**AIM**: Please find every line below that contains the word "white" and copy each of those lines in full. Case matters, so skip lines where the word appears only with different capitalization.
--- START AVAILABLE RECORDS ---
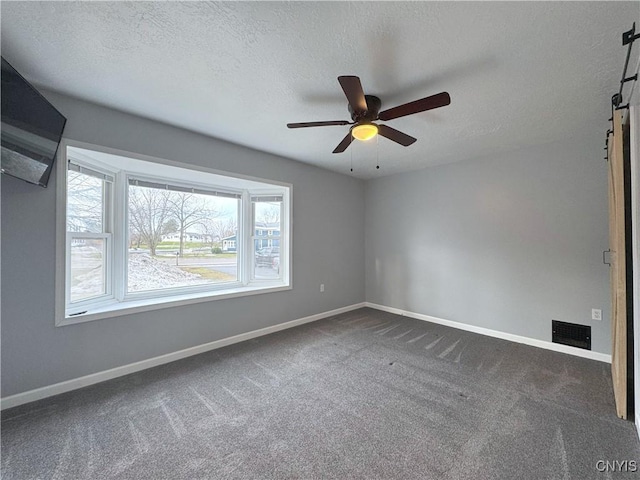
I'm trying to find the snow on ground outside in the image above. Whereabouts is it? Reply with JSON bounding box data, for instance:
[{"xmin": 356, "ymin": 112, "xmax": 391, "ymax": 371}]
[{"xmin": 72, "ymin": 252, "xmax": 208, "ymax": 300}]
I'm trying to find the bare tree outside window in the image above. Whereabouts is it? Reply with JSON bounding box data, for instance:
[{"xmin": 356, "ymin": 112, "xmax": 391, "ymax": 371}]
[
  {"xmin": 129, "ymin": 185, "xmax": 175, "ymax": 256},
  {"xmin": 169, "ymin": 192, "xmax": 222, "ymax": 257}
]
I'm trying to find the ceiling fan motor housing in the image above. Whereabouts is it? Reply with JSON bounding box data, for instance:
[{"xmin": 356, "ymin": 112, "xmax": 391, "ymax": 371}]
[{"xmin": 347, "ymin": 95, "xmax": 382, "ymax": 123}]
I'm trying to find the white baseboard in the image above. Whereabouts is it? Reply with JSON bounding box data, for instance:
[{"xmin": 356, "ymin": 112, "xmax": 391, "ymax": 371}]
[
  {"xmin": 0, "ymin": 302, "xmax": 365, "ymax": 410},
  {"xmin": 365, "ymin": 302, "xmax": 611, "ymax": 363}
]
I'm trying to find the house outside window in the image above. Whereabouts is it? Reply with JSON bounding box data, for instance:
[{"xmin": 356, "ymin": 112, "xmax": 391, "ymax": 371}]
[{"xmin": 56, "ymin": 143, "xmax": 291, "ymax": 325}]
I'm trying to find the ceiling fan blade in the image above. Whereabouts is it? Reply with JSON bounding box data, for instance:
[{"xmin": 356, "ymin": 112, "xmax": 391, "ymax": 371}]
[
  {"xmin": 378, "ymin": 92, "xmax": 451, "ymax": 121},
  {"xmin": 338, "ymin": 75, "xmax": 367, "ymax": 113},
  {"xmin": 333, "ymin": 132, "xmax": 353, "ymax": 153},
  {"xmin": 287, "ymin": 120, "xmax": 351, "ymax": 128},
  {"xmin": 378, "ymin": 125, "xmax": 416, "ymax": 147}
]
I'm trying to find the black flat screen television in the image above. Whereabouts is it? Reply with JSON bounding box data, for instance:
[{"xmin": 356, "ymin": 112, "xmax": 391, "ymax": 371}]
[{"xmin": 0, "ymin": 58, "xmax": 67, "ymax": 187}]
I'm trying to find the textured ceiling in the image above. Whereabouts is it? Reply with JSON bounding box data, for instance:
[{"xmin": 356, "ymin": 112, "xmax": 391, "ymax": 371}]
[{"xmin": 2, "ymin": 2, "xmax": 640, "ymax": 178}]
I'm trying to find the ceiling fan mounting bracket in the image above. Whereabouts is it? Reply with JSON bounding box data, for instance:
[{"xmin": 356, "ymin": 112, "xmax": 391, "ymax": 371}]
[{"xmin": 347, "ymin": 95, "xmax": 382, "ymax": 123}]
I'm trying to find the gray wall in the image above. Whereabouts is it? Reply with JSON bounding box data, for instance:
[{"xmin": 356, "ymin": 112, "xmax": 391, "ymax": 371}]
[
  {"xmin": 1, "ymin": 92, "xmax": 364, "ymax": 397},
  {"xmin": 365, "ymin": 132, "xmax": 611, "ymax": 353}
]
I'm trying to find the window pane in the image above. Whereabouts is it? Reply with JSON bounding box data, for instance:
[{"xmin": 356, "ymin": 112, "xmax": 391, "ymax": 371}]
[
  {"xmin": 253, "ymin": 201, "xmax": 282, "ymax": 280},
  {"xmin": 70, "ymin": 238, "xmax": 107, "ymax": 302},
  {"xmin": 67, "ymin": 170, "xmax": 105, "ymax": 233},
  {"xmin": 127, "ymin": 185, "xmax": 240, "ymax": 293}
]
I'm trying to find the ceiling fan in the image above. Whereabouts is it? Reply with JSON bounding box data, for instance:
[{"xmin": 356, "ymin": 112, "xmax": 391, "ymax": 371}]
[{"xmin": 287, "ymin": 75, "xmax": 451, "ymax": 153}]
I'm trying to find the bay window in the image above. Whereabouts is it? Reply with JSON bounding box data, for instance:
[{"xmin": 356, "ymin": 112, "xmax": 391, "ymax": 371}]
[{"xmin": 56, "ymin": 142, "xmax": 291, "ymax": 325}]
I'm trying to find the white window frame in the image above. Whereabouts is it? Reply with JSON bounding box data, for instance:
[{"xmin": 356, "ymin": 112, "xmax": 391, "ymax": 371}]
[{"xmin": 55, "ymin": 139, "xmax": 293, "ymax": 326}]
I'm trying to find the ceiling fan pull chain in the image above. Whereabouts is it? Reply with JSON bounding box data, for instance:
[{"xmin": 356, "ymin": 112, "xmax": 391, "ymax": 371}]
[{"xmin": 349, "ymin": 137, "xmax": 353, "ymax": 172}]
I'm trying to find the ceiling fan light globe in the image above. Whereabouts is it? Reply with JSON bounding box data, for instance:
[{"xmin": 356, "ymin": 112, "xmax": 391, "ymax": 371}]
[{"xmin": 351, "ymin": 123, "xmax": 378, "ymax": 142}]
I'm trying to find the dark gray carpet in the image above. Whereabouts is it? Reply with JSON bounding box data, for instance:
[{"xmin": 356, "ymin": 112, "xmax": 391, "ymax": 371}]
[{"xmin": 2, "ymin": 309, "xmax": 640, "ymax": 480}]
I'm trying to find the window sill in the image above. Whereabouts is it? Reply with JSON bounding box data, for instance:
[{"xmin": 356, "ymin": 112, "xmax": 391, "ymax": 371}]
[{"xmin": 56, "ymin": 284, "xmax": 292, "ymax": 327}]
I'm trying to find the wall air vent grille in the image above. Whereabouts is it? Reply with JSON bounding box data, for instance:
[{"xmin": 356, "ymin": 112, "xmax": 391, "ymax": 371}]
[{"xmin": 551, "ymin": 320, "xmax": 591, "ymax": 350}]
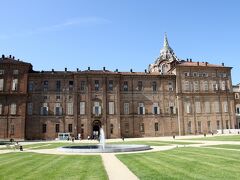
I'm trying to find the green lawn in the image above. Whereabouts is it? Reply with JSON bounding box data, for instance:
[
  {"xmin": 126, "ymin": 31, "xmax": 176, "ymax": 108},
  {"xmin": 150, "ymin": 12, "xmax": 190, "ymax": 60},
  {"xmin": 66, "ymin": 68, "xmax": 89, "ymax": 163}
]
[
  {"xmin": 184, "ymin": 135, "xmax": 240, "ymax": 141},
  {"xmin": 117, "ymin": 148, "xmax": 240, "ymax": 180},
  {"xmin": 206, "ymin": 144, "xmax": 240, "ymax": 150},
  {"xmin": 0, "ymin": 152, "xmax": 108, "ymax": 180}
]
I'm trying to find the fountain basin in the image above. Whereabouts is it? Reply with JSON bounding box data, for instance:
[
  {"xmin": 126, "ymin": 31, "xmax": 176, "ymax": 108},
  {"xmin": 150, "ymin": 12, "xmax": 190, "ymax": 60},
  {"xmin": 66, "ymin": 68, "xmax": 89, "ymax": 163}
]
[{"xmin": 58, "ymin": 144, "xmax": 151, "ymax": 153}]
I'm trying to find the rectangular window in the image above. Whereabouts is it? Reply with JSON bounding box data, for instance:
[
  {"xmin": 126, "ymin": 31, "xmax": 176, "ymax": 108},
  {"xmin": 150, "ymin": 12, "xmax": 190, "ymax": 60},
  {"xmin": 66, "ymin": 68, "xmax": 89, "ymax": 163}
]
[
  {"xmin": 123, "ymin": 103, "xmax": 129, "ymax": 114},
  {"xmin": 139, "ymin": 123, "xmax": 144, "ymax": 132},
  {"xmin": 12, "ymin": 79, "xmax": 18, "ymax": 91},
  {"xmin": 204, "ymin": 101, "xmax": 211, "ymax": 113},
  {"xmin": 68, "ymin": 124, "xmax": 72, "ymax": 132},
  {"xmin": 154, "ymin": 123, "xmax": 158, "ymax": 131},
  {"xmin": 198, "ymin": 121, "xmax": 202, "ymax": 133},
  {"xmin": 80, "ymin": 101, "xmax": 85, "ymax": 115},
  {"xmin": 94, "ymin": 80, "xmax": 99, "ymax": 91},
  {"xmin": 56, "ymin": 80, "xmax": 61, "ymax": 92},
  {"xmin": 108, "ymin": 80, "xmax": 113, "ymax": 91},
  {"xmin": 0, "ymin": 79, "xmax": 4, "ymax": 91},
  {"xmin": 55, "ymin": 124, "xmax": 60, "ymax": 133},
  {"xmin": 217, "ymin": 120, "xmax": 220, "ymax": 129},
  {"xmin": 138, "ymin": 103, "xmax": 145, "ymax": 114},
  {"xmin": 67, "ymin": 102, "xmax": 73, "ymax": 115},
  {"xmin": 10, "ymin": 103, "xmax": 17, "ymax": 115},
  {"xmin": 43, "ymin": 80, "xmax": 48, "ymax": 91},
  {"xmin": 42, "ymin": 124, "xmax": 47, "ymax": 133},
  {"xmin": 108, "ymin": 102, "xmax": 114, "ymax": 114},
  {"xmin": 152, "ymin": 81, "xmax": 157, "ymax": 92},
  {"xmin": 138, "ymin": 81, "xmax": 143, "ymax": 91},
  {"xmin": 123, "ymin": 81, "xmax": 128, "ymax": 91},
  {"xmin": 195, "ymin": 101, "xmax": 201, "ymax": 113},
  {"xmin": 28, "ymin": 81, "xmax": 34, "ymax": 92},
  {"xmin": 13, "ymin": 69, "xmax": 19, "ymax": 75},
  {"xmin": 27, "ymin": 103, "xmax": 33, "ymax": 115},
  {"xmin": 0, "ymin": 104, "xmax": 3, "ymax": 115},
  {"xmin": 80, "ymin": 81, "xmax": 86, "ymax": 91}
]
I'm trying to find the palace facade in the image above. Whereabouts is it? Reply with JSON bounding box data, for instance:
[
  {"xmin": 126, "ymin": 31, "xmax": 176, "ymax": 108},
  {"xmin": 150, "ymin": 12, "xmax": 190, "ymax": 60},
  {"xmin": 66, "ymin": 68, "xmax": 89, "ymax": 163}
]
[{"xmin": 0, "ymin": 35, "xmax": 238, "ymax": 139}]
--- END AVAILABLE RECORDS ---
**RESULT OF THIS EXERCISE**:
I'm trying to find the white baseboard in the image above. Whereabouts is it? Reply with JSON bounding box data, for instance:
I'm trying to find the white window frame in the image above. Whereabouts is it? Reply with JSON bounding box data, for instance:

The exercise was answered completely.